#### [Excerpt to read]
==============================

It is now virtually certain that the Senate will not vote on Trump administration nominees to fill that position, the three seats on the MSPB governing board or the FLRA general counsel position. Those nominations—which have been pending for many months, held up in many cases by opposition by some Democratic senators—will expire when the new Congress convenes January 3.

In addition to making nominations for those positions, the Biden administration also will have the option of replacing one of the two Republicans on the three-member FLRA governing board—who is serving on a holdover status after his term expired—to change the party control of that board in favor of Democrats.

Meanwhile, President Trump has issued a memo revising the order of succession for filling the OPM director’s position on an acting basis when both the director and deputy director positions are vacant, as will happen after the inauguration. The next two positions are the chief of staff and general counsel, also political appointees who will have to leave, followed now by the associate director for employee services.

==============================

#### [Data rows]

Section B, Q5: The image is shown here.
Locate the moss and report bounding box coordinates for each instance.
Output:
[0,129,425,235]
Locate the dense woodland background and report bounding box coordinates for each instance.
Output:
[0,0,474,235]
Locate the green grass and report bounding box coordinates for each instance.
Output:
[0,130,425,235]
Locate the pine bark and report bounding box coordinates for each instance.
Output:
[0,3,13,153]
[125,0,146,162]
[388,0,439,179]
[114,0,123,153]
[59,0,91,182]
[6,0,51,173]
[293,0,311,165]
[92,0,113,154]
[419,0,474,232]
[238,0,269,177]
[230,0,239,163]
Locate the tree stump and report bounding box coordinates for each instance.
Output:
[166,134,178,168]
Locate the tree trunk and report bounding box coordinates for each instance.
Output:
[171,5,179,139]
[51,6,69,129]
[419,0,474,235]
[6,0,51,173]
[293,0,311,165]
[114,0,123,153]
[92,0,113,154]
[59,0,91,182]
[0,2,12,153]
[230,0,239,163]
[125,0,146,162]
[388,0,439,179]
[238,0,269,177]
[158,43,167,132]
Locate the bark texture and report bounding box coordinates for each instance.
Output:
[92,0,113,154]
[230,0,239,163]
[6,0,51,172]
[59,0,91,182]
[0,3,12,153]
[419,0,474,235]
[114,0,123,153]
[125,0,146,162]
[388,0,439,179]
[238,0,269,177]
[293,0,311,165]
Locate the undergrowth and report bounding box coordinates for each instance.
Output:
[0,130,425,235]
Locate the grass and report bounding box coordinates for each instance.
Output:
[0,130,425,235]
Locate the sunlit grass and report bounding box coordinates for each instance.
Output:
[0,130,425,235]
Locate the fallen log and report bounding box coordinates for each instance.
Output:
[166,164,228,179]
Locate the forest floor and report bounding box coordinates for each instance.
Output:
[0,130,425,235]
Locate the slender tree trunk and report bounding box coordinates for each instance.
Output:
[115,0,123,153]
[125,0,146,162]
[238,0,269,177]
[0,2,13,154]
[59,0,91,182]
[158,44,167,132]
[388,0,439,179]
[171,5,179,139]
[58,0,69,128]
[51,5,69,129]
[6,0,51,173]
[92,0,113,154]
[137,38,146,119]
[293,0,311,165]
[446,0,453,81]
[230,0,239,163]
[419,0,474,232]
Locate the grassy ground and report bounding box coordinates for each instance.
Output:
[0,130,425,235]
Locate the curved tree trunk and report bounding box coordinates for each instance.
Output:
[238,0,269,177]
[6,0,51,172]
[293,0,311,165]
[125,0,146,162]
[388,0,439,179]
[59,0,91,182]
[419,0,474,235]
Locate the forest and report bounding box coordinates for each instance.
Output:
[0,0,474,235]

==============================

#### [Parts of the exercise]
1. In the passage on federal personnel nominations, rewrite the portion from "Meanwhile, President Trump" up to and including "for employee services.", replacing "inauguration" with "transition".
2. Extend the passage on federal personnel nominations from its final sentence.

#### [Results]
1.
Meanwhile, President Trump has issued a memo revising the order of succession for filling the OPM director’s position on an acting basis when both the director and deputy director positions are vacant, as will happen after the transition. The next two positions are the chief of staff and general counsel, also political appointees who will have to leave, followed now by the associate director for employee services.

2.
That is a career position currently being filled by one of the Trump nominees for a Republican seat on the MSPB, raising the prospect that he could remain in charge of OPM for a time after the change in administrations. However, Biden could prevent that by naming an acting OPM director of his choosing, pending confirmation of a nominee.

Previously, the chief management officer was next in line after the political appointees. That position is held by a longtime OPM career employee who was acting director for more than a year at the outset of the Trump administration until its first confirmed OPM director was installed.